**EXERCISE**
Where a line below has the string "segment" in it, include it in the count, and give that count alone.

**Saved data entries**
[Start of section]
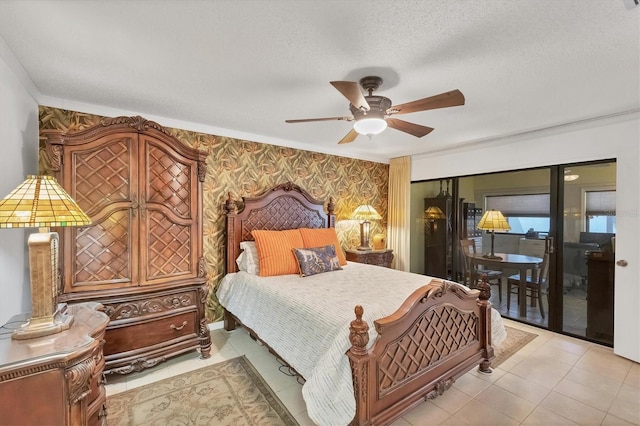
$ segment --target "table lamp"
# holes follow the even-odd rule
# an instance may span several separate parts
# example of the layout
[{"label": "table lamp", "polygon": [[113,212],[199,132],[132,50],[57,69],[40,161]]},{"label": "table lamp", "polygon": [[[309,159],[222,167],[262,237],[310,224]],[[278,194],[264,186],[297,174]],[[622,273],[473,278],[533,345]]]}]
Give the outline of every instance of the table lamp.
[{"label": "table lamp", "polygon": [[360,221],[360,247],[358,250],[371,250],[369,245],[370,220],[380,220],[382,216],[369,204],[362,204],[353,212],[352,219]]},{"label": "table lamp", "polygon": [[444,212],[438,206],[429,206],[424,211],[424,218],[429,222],[429,230],[433,234],[438,230],[439,219],[446,219]]},{"label": "table lamp", "polygon": [[0,228],[40,228],[29,235],[31,317],[13,339],[31,339],[69,328],[73,317],[58,305],[58,234],[50,226],[85,226],[91,219],[51,176],[27,176],[0,201]]},{"label": "table lamp", "polygon": [[493,240],[495,238],[494,231],[509,231],[511,226],[504,218],[500,210],[487,210],[478,222],[478,229],[483,231],[491,231],[491,254],[485,254],[482,257],[487,259],[502,259],[493,252]]}]

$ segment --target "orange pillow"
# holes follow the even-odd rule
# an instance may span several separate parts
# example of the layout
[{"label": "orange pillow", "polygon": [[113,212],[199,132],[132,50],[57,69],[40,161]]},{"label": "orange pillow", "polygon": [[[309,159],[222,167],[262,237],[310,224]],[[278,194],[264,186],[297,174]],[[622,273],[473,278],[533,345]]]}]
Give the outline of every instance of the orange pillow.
[End of section]
**RESPONSE BOX**
2